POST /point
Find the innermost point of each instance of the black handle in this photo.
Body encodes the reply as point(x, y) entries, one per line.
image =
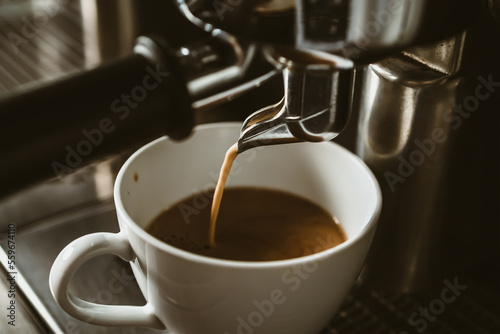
point(52, 130)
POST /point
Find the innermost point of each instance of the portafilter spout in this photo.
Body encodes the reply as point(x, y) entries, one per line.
point(315, 106)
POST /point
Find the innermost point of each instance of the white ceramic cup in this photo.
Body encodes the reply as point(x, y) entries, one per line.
point(192, 294)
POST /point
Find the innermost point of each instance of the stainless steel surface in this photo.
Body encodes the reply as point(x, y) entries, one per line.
point(316, 104)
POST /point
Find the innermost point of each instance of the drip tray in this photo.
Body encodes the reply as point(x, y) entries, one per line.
point(474, 310)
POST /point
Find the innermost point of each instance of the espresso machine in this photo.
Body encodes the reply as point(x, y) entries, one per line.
point(412, 86)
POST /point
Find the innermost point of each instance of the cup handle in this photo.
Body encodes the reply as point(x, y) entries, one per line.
point(71, 258)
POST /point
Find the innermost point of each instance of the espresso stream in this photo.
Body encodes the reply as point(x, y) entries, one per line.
point(253, 224)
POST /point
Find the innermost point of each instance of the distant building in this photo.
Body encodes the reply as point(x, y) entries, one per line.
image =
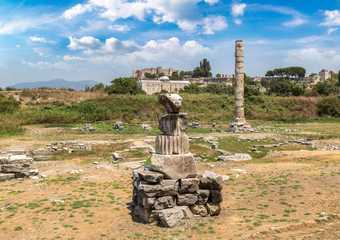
point(157, 72)
point(162, 84)
point(313, 79)
point(325, 75)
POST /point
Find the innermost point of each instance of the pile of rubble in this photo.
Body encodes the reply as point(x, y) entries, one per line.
point(44, 154)
point(16, 164)
point(169, 202)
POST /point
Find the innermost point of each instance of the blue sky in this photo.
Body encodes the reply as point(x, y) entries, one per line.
point(102, 39)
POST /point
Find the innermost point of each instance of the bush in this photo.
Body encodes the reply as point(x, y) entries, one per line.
point(8, 105)
point(125, 86)
point(329, 106)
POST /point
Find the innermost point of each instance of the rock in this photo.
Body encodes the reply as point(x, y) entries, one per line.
point(203, 196)
point(235, 157)
point(195, 125)
point(174, 166)
point(150, 177)
point(188, 185)
point(166, 188)
point(170, 217)
point(171, 102)
point(215, 196)
point(116, 157)
point(186, 199)
point(143, 214)
point(146, 127)
point(213, 209)
point(6, 176)
point(200, 210)
point(164, 202)
point(118, 126)
point(88, 128)
point(211, 181)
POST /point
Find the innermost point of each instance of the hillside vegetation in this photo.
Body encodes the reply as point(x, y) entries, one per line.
point(137, 108)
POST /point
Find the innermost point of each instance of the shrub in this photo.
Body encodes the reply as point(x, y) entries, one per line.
point(329, 106)
point(8, 104)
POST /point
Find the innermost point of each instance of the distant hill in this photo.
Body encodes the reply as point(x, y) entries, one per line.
point(56, 83)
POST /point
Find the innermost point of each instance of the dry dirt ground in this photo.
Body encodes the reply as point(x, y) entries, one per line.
point(285, 195)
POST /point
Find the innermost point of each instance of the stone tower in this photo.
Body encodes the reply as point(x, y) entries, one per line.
point(239, 123)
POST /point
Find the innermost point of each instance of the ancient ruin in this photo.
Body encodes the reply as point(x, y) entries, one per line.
point(16, 164)
point(168, 190)
point(239, 123)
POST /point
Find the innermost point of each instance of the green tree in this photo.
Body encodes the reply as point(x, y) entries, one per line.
point(204, 70)
point(175, 76)
point(125, 86)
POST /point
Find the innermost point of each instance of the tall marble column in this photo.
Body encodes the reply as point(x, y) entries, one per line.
point(239, 123)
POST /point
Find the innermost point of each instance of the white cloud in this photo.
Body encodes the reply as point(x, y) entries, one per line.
point(295, 22)
point(213, 24)
point(211, 2)
point(297, 18)
point(332, 30)
point(70, 58)
point(36, 39)
point(83, 43)
point(119, 28)
point(332, 18)
point(76, 10)
point(238, 9)
point(185, 13)
point(17, 26)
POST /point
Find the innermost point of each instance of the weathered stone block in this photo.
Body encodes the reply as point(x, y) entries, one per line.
point(215, 196)
point(174, 166)
point(143, 214)
point(170, 217)
point(188, 185)
point(203, 196)
point(166, 188)
point(186, 199)
point(6, 176)
point(150, 177)
point(164, 202)
point(213, 209)
point(200, 210)
point(211, 181)
point(14, 168)
point(169, 145)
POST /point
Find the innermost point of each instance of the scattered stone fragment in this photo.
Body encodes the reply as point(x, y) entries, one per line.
point(195, 125)
point(188, 185)
point(200, 210)
point(116, 157)
point(87, 128)
point(235, 157)
point(203, 196)
point(186, 199)
point(6, 176)
point(146, 127)
point(215, 196)
point(118, 126)
point(164, 202)
point(150, 177)
point(170, 217)
point(213, 209)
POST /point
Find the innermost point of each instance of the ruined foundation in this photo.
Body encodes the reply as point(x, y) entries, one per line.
point(239, 123)
point(168, 190)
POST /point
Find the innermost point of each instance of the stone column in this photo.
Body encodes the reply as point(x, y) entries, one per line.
point(239, 123)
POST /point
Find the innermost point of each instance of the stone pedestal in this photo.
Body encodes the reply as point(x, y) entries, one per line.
point(174, 166)
point(169, 190)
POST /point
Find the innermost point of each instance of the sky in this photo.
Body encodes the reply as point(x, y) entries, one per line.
point(102, 39)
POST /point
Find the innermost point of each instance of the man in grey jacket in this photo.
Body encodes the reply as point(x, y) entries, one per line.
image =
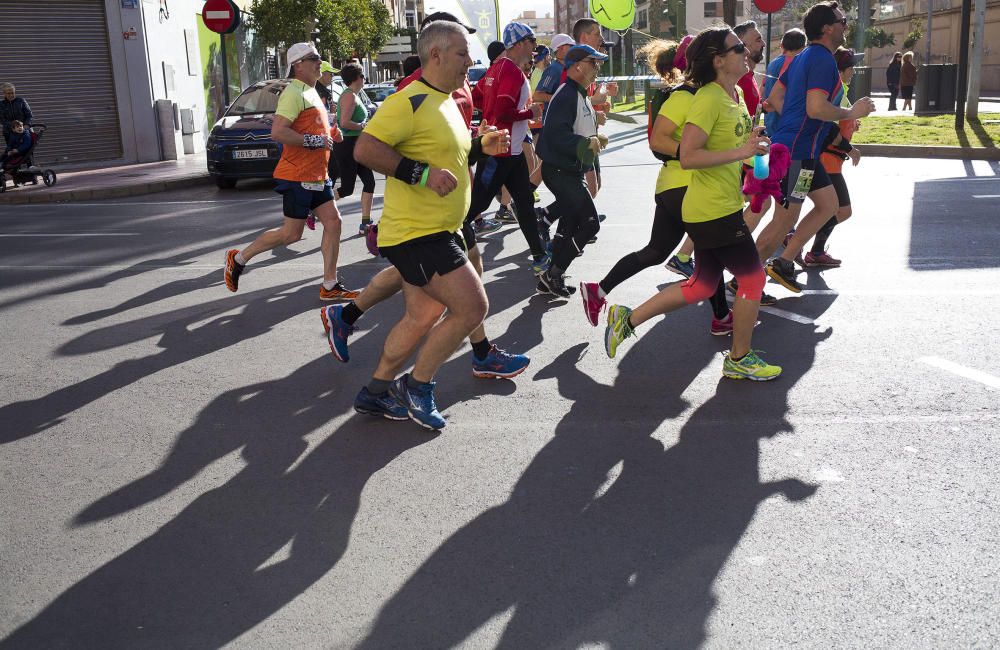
point(569, 143)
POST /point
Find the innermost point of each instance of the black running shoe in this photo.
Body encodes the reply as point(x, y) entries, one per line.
point(555, 284)
point(783, 272)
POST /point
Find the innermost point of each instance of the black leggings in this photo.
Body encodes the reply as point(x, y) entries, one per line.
point(579, 221)
point(351, 169)
point(668, 231)
point(511, 172)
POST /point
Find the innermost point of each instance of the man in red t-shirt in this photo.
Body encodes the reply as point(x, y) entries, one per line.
point(754, 42)
point(506, 105)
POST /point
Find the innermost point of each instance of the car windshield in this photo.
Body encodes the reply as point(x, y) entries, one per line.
point(257, 99)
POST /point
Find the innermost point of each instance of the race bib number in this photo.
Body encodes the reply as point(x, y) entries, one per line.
point(803, 184)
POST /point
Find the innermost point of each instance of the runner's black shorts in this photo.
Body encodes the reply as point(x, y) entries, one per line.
point(417, 260)
point(839, 184)
point(717, 233)
point(298, 201)
point(820, 178)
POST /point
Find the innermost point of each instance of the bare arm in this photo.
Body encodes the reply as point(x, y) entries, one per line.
point(378, 156)
point(694, 155)
point(661, 141)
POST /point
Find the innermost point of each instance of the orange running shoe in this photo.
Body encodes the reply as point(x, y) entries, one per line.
point(338, 292)
point(233, 270)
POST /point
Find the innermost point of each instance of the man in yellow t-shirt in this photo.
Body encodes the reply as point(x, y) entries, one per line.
point(419, 140)
point(301, 125)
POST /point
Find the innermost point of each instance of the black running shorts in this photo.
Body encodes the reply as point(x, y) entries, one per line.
point(839, 184)
point(820, 178)
point(419, 259)
point(724, 231)
point(298, 201)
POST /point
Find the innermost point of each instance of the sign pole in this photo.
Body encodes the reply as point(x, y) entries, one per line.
point(767, 43)
point(225, 69)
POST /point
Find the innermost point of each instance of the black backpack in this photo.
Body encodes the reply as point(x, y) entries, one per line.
point(659, 96)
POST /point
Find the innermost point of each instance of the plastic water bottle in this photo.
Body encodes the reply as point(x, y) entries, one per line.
point(761, 166)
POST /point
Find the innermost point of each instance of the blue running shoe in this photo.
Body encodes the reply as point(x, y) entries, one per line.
point(419, 402)
point(499, 364)
point(384, 404)
point(681, 268)
point(337, 330)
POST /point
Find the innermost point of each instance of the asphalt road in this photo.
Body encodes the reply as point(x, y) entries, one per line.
point(181, 466)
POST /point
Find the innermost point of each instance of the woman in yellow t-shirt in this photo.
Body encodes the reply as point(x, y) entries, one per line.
point(718, 135)
point(671, 184)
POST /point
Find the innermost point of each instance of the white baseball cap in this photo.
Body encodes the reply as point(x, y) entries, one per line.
point(298, 52)
point(559, 40)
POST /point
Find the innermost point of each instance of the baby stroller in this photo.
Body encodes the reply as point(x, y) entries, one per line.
point(21, 168)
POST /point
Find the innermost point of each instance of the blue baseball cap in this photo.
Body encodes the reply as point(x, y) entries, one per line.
point(514, 33)
point(578, 53)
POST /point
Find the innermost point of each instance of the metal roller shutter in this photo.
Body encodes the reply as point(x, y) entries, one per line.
point(56, 55)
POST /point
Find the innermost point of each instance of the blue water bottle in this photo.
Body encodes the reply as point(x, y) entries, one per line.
point(761, 167)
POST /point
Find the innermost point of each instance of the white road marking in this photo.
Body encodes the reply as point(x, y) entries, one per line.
point(781, 313)
point(962, 371)
point(70, 234)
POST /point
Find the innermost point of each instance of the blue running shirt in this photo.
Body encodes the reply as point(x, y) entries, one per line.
point(813, 69)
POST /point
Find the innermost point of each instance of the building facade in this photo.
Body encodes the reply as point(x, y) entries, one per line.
point(121, 81)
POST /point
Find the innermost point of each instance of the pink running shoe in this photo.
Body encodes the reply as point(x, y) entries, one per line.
point(724, 326)
point(593, 304)
point(823, 259)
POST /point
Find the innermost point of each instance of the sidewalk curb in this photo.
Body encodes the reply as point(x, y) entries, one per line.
point(920, 151)
point(40, 195)
point(624, 117)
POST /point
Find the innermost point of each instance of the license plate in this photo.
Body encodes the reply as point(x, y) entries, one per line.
point(250, 153)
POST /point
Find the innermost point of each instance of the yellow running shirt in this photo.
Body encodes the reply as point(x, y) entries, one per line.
point(675, 109)
point(423, 124)
point(715, 192)
point(302, 106)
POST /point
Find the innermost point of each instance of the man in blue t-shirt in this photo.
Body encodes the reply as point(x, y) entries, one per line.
point(793, 42)
point(552, 76)
point(804, 96)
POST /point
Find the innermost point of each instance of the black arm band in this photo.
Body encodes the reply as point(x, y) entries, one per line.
point(410, 171)
point(476, 153)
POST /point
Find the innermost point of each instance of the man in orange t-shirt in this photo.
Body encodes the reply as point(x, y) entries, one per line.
point(301, 125)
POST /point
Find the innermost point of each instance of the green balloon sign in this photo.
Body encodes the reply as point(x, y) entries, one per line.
point(613, 14)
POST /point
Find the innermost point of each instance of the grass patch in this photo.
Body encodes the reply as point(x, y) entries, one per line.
point(938, 130)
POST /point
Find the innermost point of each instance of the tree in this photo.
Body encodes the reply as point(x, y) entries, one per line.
point(343, 27)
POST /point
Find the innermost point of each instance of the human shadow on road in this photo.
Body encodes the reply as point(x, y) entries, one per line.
point(240, 552)
point(175, 288)
point(608, 537)
point(182, 339)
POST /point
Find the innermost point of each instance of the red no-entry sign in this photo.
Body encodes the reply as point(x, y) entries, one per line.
point(770, 6)
point(221, 16)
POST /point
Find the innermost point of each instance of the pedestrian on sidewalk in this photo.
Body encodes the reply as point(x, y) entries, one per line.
point(892, 74)
point(302, 125)
point(907, 80)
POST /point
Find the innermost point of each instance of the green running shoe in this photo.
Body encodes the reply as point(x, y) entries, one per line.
point(749, 367)
point(618, 328)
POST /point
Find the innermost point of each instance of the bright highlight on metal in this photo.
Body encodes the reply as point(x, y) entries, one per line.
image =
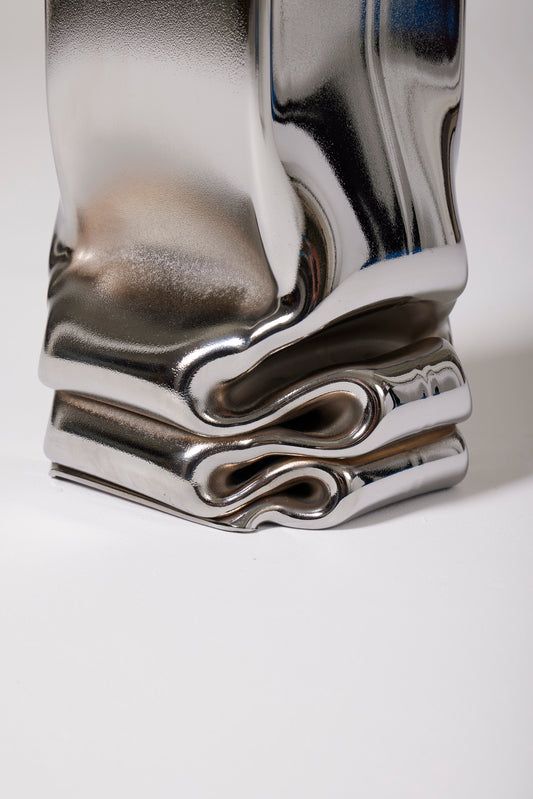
point(256, 254)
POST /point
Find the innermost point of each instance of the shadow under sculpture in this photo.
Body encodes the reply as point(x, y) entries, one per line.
point(256, 254)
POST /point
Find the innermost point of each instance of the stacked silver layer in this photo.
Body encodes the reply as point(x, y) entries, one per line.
point(256, 254)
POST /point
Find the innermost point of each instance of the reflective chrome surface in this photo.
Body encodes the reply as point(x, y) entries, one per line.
point(256, 254)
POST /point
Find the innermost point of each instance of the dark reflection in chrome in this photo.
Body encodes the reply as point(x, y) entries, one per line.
point(256, 254)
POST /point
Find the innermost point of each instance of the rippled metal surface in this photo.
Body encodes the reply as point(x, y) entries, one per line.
point(256, 254)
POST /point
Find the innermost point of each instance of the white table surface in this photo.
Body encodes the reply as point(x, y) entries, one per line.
point(142, 656)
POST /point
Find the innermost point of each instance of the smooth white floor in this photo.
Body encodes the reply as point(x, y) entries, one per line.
point(141, 656)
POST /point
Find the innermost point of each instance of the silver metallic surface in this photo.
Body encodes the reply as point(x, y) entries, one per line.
point(256, 254)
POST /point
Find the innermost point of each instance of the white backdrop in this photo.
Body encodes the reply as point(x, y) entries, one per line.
point(141, 656)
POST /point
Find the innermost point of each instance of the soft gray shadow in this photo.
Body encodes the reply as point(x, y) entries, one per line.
point(499, 435)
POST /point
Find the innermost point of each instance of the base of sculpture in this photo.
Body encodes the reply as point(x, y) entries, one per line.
point(295, 491)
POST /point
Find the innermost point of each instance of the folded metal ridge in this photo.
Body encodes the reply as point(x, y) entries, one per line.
point(256, 255)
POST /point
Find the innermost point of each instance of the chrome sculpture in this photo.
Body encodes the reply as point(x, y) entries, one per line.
point(256, 254)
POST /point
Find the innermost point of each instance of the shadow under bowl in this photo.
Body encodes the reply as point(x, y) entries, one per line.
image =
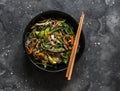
point(55, 15)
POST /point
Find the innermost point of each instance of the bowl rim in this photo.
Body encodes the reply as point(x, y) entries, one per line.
point(24, 33)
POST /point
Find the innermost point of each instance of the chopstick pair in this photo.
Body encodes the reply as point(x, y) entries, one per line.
point(74, 50)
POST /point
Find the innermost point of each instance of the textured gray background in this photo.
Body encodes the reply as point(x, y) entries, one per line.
point(97, 70)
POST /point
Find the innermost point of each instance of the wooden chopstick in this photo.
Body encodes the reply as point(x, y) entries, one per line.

═══

* [Work to be completed]
Rewrite the material from its start through the line with "point(316, 104)", changing "innermost" to "central" and keeping everything else the same. Leave the pictures out.

* [The output]
POST /point
Find the central point of each instance of the black handle in this photo.
Body encodes the reply as point(x, y) entries, one per line.
image =
point(52, 130)
POST /point
Find the central point of each instance of the portafilter spout in this photo.
Body encodes the reply as point(x, y) entries, one per line.
point(315, 106)
POST /point
Find the central point of each instance of the white ceramic cup in this photo.
Body encodes the reply as point(x, y) entries, one per line.
point(192, 294)
POST /point
Find the central point of each instance of the stainless steel surface in this photo.
Body encodes the reply as point(x, y) entries, one per line.
point(316, 104)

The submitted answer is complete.